## What is expected
Lines that include the string "metal" are the ones to copy from the entries below.

Data entries

***

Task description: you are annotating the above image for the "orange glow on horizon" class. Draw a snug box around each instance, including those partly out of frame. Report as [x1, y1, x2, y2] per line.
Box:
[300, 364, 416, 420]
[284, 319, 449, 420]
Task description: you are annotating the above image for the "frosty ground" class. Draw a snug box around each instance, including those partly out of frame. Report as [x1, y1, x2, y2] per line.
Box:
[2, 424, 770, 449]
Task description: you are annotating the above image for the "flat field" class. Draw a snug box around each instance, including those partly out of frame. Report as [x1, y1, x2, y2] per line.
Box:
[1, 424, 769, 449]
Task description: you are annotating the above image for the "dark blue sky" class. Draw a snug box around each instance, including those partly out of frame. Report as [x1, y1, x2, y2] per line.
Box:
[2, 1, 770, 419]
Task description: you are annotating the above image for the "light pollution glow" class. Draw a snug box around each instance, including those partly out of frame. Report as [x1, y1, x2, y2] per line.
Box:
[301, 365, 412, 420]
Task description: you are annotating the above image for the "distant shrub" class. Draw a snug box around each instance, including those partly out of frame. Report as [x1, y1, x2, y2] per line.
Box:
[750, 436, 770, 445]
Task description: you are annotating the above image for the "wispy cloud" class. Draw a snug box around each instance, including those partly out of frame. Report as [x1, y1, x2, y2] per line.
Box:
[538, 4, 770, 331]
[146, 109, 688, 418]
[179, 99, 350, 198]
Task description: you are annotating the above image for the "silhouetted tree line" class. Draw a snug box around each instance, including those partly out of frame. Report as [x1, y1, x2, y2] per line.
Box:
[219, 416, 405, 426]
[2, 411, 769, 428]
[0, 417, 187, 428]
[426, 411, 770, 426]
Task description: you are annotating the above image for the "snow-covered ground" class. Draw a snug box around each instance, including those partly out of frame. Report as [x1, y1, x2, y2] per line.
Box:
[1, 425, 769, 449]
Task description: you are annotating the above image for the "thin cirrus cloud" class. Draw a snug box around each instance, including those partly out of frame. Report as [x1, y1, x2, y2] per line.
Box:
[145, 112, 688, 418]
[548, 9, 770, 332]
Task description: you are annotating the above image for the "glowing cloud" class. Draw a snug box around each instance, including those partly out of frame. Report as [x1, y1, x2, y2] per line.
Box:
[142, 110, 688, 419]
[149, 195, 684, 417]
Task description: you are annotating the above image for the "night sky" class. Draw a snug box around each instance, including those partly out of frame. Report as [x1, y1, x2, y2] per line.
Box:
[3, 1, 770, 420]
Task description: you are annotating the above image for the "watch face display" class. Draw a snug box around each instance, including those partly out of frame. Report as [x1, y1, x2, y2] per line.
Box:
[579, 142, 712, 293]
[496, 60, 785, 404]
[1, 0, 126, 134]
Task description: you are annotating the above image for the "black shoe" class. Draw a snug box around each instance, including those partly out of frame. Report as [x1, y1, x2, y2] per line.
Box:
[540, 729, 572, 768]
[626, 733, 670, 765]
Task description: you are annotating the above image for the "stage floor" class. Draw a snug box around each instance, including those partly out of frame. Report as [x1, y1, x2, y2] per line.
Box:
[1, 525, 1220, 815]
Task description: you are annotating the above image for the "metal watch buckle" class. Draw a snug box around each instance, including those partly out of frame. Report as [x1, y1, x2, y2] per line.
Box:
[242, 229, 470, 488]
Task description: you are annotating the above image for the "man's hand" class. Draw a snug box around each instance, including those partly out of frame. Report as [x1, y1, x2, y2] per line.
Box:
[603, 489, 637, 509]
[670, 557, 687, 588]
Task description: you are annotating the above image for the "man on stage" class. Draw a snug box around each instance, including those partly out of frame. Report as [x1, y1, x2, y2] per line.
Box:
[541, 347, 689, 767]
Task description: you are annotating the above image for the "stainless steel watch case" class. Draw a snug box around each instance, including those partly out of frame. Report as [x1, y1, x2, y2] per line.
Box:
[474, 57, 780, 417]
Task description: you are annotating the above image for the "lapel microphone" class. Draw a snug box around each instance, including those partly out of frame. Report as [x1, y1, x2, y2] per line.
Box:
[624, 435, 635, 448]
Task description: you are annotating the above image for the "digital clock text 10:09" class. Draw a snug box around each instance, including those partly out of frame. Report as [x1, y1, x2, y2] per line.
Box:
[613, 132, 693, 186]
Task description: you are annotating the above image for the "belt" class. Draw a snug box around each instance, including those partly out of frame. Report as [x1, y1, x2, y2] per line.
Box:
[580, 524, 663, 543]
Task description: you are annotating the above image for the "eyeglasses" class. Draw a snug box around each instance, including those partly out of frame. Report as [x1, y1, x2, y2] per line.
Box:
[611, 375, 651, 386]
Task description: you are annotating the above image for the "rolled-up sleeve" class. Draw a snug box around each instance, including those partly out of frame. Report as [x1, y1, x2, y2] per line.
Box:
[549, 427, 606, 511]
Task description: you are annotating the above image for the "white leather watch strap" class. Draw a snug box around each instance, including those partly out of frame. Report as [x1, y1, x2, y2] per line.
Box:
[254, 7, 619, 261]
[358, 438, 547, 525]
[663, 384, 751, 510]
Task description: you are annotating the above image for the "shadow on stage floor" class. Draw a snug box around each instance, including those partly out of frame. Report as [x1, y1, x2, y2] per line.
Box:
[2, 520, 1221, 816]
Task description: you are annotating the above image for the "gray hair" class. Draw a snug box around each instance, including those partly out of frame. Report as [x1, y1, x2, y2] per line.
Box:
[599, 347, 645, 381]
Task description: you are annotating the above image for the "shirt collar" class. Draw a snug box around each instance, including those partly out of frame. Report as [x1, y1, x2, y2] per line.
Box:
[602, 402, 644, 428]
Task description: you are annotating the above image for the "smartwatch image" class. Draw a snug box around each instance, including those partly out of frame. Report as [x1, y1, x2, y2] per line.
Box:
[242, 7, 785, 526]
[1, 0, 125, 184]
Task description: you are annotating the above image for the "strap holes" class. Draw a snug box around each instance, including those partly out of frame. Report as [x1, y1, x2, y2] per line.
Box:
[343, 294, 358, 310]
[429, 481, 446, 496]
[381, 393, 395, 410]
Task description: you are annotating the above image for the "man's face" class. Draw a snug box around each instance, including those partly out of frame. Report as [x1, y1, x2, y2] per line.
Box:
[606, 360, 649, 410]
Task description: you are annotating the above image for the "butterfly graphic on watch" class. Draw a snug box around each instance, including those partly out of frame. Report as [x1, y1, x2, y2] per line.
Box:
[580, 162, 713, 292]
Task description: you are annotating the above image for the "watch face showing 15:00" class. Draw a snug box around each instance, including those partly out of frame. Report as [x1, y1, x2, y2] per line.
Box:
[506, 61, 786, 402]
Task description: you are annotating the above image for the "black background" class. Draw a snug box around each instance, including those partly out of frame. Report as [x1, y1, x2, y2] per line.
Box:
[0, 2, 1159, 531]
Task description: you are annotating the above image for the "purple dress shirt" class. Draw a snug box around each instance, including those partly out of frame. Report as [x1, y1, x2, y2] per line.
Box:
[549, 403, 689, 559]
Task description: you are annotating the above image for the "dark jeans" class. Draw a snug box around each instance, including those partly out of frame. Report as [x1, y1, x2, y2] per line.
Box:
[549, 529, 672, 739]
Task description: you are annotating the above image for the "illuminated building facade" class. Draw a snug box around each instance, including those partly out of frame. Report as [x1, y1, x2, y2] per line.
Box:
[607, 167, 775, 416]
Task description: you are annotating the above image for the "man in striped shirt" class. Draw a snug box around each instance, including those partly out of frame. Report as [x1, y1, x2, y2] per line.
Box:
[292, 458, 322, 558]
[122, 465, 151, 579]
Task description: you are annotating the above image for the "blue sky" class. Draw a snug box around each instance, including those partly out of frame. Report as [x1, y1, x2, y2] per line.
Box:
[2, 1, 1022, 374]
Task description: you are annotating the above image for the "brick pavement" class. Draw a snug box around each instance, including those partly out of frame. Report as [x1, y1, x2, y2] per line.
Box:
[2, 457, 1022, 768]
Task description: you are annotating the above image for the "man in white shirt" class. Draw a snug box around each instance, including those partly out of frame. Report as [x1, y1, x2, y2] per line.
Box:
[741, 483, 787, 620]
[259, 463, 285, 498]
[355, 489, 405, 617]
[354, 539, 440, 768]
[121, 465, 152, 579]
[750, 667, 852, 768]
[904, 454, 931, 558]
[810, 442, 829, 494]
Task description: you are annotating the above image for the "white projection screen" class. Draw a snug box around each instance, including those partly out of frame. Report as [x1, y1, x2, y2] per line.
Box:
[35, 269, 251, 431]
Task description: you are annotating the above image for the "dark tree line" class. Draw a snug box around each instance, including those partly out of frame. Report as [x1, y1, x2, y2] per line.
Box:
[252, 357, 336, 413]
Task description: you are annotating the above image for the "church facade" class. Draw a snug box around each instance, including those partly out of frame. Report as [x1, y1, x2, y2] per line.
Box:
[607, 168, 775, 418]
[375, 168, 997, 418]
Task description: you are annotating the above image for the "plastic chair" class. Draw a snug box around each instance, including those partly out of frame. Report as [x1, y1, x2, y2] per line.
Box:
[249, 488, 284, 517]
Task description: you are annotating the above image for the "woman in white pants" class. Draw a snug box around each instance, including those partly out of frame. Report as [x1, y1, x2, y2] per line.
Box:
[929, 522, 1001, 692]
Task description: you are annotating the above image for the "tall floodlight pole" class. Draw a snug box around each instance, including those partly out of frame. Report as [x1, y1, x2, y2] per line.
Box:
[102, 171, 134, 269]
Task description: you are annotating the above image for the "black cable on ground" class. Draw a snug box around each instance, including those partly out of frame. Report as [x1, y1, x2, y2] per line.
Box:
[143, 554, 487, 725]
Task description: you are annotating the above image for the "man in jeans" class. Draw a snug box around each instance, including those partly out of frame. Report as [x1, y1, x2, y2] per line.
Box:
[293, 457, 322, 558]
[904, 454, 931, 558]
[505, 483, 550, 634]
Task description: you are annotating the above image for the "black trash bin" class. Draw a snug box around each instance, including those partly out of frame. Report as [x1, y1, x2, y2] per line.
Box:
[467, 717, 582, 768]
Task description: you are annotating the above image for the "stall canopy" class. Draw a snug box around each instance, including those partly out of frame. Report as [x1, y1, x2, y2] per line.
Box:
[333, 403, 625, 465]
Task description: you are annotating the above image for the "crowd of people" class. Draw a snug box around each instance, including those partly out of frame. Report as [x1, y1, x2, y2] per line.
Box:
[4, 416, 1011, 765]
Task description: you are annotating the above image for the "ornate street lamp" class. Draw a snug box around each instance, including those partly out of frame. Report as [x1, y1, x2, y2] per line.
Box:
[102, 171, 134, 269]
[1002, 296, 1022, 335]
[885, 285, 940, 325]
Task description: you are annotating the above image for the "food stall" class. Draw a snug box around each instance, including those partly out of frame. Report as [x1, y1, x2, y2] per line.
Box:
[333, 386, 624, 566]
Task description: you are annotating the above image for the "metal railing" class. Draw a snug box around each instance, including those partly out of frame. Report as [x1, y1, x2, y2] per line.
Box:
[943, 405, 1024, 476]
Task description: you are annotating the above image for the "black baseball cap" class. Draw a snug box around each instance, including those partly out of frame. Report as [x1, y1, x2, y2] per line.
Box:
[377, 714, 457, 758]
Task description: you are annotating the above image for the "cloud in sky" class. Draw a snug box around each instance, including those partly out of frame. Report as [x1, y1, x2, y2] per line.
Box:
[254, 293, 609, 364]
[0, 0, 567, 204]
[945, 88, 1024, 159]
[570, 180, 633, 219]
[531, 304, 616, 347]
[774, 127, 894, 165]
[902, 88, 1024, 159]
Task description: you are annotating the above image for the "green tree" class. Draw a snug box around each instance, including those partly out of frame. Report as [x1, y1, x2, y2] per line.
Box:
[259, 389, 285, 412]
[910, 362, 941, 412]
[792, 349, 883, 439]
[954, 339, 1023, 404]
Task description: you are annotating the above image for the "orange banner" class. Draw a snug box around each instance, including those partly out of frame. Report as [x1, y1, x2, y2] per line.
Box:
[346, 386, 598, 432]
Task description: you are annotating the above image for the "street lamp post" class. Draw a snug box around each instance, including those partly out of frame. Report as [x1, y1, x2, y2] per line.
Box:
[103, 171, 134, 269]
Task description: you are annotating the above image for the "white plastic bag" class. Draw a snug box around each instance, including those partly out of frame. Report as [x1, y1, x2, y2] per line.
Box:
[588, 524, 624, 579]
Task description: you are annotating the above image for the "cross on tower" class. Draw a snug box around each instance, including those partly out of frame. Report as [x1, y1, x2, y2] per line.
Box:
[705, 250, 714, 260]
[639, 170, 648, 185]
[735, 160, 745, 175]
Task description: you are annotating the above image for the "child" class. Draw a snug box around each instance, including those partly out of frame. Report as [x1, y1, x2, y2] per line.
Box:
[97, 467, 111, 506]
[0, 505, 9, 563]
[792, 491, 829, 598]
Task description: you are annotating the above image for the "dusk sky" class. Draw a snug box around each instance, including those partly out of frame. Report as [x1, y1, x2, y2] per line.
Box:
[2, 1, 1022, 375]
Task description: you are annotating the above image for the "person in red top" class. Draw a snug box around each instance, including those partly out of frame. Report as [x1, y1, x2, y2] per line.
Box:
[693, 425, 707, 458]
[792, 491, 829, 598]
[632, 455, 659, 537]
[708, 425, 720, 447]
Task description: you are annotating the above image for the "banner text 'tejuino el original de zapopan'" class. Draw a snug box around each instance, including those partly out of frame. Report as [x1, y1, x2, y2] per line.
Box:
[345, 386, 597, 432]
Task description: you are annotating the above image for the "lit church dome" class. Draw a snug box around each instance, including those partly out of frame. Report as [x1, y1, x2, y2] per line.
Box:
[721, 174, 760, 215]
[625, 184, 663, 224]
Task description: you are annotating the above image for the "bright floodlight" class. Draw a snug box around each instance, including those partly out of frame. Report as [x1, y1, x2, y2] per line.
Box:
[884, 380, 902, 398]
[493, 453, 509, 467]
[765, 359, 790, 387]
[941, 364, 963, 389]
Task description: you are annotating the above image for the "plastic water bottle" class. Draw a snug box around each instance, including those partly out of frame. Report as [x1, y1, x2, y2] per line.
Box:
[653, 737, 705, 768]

***

## Completed exercise
Task description: you are annotating the above image for the "metal watch buckle" class. Draw a snug box around each instance, including those partly out of frame. Report as [x1, y1, x2, y2] per line.
Task description: you are annotating the above image for the "metal railing" class. Draw a snug box around each instance, including those partly out of frame. Report as [x1, y1, x2, y2] per line.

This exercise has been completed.